Data provided:
•••
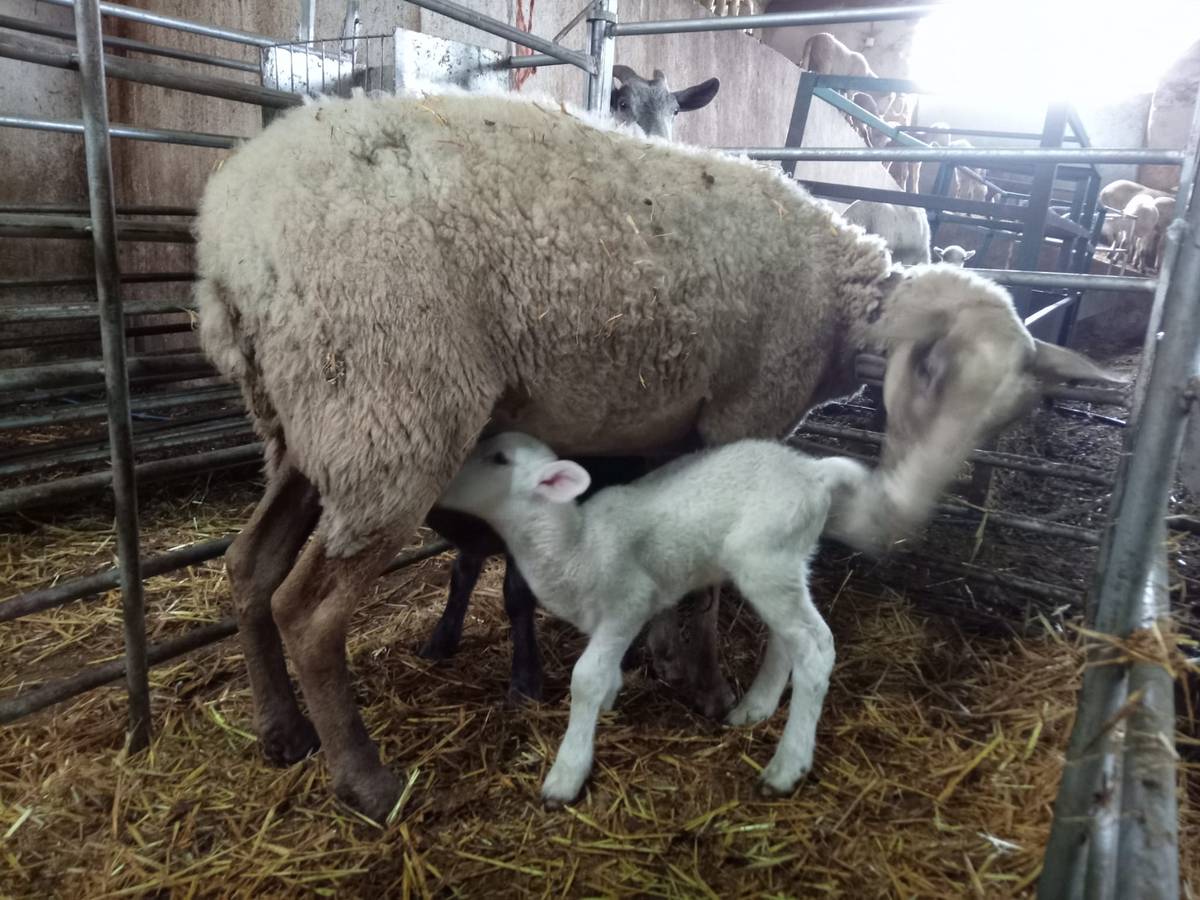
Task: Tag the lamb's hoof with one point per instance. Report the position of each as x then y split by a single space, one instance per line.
286 743
748 713
372 793
525 689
•••
Problem requirements:
Set the listing down again exactly, skipping each picture.

Written response:
Task: Tag the lamb's hoof with one point per instance. Report the position of each as x then y split by a single space, one instance per line.
286 743
748 713
372 793
525 689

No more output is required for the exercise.